TEXTABSCHNITT:
Welche Zeitung? War das ein Bericht? War das ein Kommentar? War das ein Leserbrief?

Da wird auch gerne mal der Leserbrief, erschienen im Anzeigeblättchen eines 15000 Einwohnerorts als Quelle der Wahrheit dargestellt.

 

Ein Kommentar stellt die eigene Meinung einer Person dar. Meinungen darf man (noch) haben. Meinungen werden auch gerne als solche abgetippt, vor allem dann, wenn sie dem gängigen Narrativ entsprechen. Mit Meinungen kann man schön auf anderen Personen herumhacken, um sich dann hinter dem großen Bruder „Kommentar“ zu verstecken. Ich darf das, stand doch „Kommentar“ drüber. Gleiches geschieht häufig mit Leserbriefen.

Zur Unterstützung und zur Erhöhung der Glaubwürdigkeit tatsächlich stattfindender Entwicklungen trägt ein Weitertragen von Kommentaren nicht bei.

Stimmung anheizen, Gegner identifizieren, Meinungsmache betreiben und verstärken – ja das geht mit Kommentaren und Leitartikeln und Leserbriefen.

ANGEZEIGTE DATEN:
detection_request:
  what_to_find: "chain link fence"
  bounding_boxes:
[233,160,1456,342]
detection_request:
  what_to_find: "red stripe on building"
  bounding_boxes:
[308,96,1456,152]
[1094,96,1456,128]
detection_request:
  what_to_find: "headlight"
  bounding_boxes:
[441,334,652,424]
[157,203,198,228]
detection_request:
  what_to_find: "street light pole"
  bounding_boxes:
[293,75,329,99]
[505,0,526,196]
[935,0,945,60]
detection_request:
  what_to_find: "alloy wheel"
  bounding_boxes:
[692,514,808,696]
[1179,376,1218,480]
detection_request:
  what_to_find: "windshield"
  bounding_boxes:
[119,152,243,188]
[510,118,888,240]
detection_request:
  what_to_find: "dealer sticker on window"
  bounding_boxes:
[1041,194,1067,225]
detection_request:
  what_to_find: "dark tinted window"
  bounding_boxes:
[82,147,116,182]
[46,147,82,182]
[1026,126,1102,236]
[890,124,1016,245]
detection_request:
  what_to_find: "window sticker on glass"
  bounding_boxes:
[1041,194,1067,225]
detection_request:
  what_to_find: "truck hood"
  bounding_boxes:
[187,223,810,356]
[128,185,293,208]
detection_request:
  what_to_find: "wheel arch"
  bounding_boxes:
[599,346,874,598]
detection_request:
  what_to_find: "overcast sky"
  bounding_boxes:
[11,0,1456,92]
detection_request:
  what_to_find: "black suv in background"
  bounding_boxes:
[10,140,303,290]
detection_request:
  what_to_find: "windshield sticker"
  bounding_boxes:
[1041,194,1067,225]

AUFGABEN:
**a.** Welche Textsorten zählt der letzte Satz des Textes über Kommentare und Leserbriefe auf? Nenne alle.
**b.** Gib sämtliche Einträge vollständig Zeile für Zeile wieder und erhöhe dabei jede Koordinate der Begrenzungsrahmen um 149.
Der Text und die Einträge haben nichts miteinander zu tun.

LÖSUNGEN:
**a.** Kommentare, Leitartikel, Leserbriefe

**b.**
detection_request:
  what_to_find: "chain link fence"
  bounding_boxes:
[382,309,1605,491]
detection_request:
  what_to_find: "red stripe on building"
  bounding_boxes:
[457,245,1605,301]
[1243,245,1605,277]
detection_request:
  what_to_find: "headlight"
  bounding_boxes:
[590,483,801,573]
[306,352,347,377]
detection_request:
  what_to_find: "street light pole"
  bounding_boxes:
[442,224,478,248]
[654,149,675,345]
[1084,149,1094,209]
detection_request:
  what_to_find: "alloy wheel"
  bounding_boxes:
[841,663,957,845]
[1328,525,1367,629]
detection_request:
  what_to_find: "windshield"
  bounding_boxes:
[268,301,392,337]
[659,267,1037,389]
detection_request:
  what_to_find: "dealer sticker on window"
  bounding_boxes:
[1190,343,1216,374]
detection_request:
  what_to_find: "dark tinted window"
  bounding_boxes:
[231,296,265,331]
[195,296,231,331]
[1175,275,1251,385]
[1039,273,1165,394]
detection_request:
  what_to_find: "window sticker on glass"
  bounding_boxes:
[1190,343,1216,374]
detection_request:
  what_to_find: "truck hood"
  bounding_boxes:
[336,372,959,505]
[277,334,442,357]
detection_request:
  what_to_find: "wheel arch"
  bounding_boxes:
[748,495,1023,747]
detection_request:
  what_to_find: "overcast sky"
  bounding_boxes:
[160,149,1605,241]
detection_request:
  what_to_find: "black suv in background"
  bounding_boxes:
[159,289,452,439]
detection_request:
  what_to_find: "windshield sticker"
  bounding_boxes:
[1190,343,1216,374]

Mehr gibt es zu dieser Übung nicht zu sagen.